'''
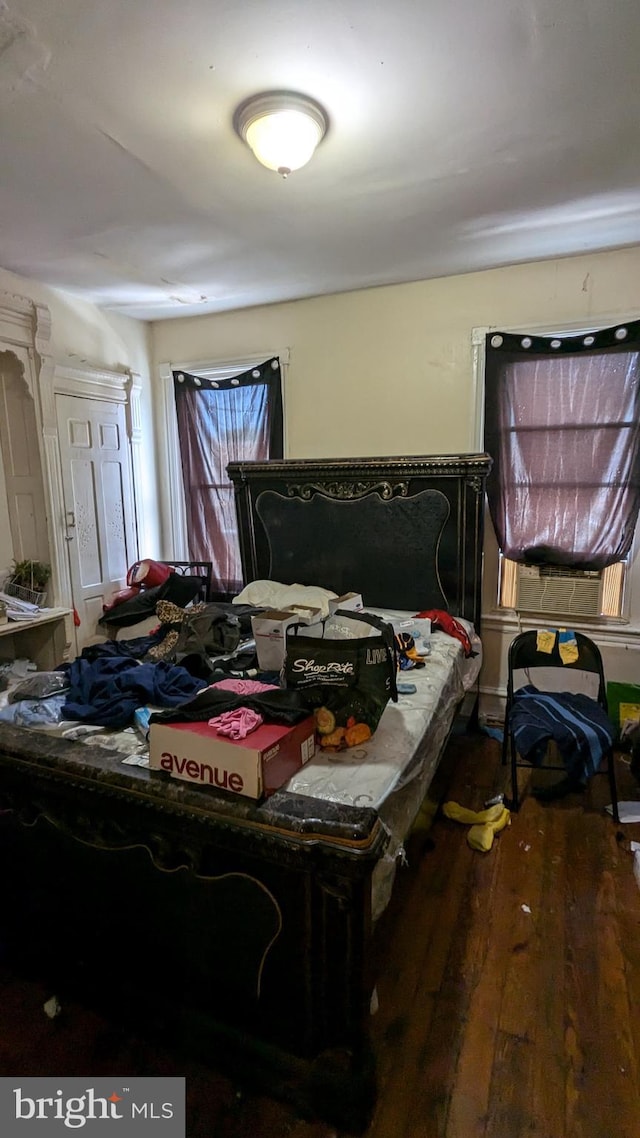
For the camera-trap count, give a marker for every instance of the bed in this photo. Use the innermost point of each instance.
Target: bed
(244, 929)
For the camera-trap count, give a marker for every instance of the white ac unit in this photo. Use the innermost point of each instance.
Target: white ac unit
(552, 588)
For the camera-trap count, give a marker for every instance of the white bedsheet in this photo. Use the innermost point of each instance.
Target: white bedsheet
(407, 735)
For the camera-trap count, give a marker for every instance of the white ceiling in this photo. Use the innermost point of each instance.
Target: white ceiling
(464, 134)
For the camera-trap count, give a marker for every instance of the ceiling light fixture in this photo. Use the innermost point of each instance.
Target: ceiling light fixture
(281, 128)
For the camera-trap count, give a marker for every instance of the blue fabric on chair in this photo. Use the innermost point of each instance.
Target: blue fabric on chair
(579, 725)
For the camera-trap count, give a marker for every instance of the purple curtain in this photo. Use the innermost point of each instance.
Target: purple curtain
(563, 427)
(219, 422)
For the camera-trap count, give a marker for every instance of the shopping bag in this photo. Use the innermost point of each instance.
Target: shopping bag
(346, 682)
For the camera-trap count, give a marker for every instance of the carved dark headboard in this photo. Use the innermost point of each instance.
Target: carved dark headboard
(405, 533)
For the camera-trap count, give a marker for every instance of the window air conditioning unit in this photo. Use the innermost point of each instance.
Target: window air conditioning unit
(552, 588)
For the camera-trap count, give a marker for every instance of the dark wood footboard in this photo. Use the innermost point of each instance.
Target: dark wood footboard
(243, 931)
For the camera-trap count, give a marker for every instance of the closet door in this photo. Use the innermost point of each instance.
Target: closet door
(98, 504)
(21, 460)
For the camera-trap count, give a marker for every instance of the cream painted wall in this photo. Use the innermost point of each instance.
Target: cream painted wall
(83, 335)
(388, 371)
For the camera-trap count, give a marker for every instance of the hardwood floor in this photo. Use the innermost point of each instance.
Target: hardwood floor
(509, 987)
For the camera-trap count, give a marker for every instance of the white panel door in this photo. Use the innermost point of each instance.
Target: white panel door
(99, 520)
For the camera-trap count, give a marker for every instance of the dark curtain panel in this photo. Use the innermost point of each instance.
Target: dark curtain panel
(563, 427)
(221, 421)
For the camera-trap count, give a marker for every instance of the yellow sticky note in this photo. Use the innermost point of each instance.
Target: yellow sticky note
(630, 711)
(546, 640)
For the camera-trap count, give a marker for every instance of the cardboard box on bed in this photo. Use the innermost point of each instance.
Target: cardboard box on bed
(270, 632)
(254, 766)
(351, 601)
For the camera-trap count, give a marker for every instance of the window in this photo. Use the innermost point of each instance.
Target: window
(222, 420)
(563, 427)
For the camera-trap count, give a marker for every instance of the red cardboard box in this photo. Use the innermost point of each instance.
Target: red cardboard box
(254, 766)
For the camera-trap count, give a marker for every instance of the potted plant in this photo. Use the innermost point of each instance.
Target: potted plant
(29, 580)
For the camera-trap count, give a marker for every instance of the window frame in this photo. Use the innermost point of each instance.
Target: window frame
(478, 341)
(173, 508)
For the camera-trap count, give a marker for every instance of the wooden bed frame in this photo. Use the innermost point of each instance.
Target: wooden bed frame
(237, 928)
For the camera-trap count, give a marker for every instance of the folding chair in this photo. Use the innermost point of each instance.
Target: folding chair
(548, 673)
'''
• [What you need to do]: Reproduce, word for word, the part of the data that opens with the line containing "of the wooden" and runs through the end of the data, including both ends.

• [Complete output]:
For the camera-trap count, give a marker for every instance of the wooden bed frame in this photo. Use the innermost point of each instance.
Target: wooden bed frame
(237, 928)
For the camera-trap count, give a marker for every instance of the folding chair in this photo. Use the innermost point of each instance.
Target: folding chair
(548, 673)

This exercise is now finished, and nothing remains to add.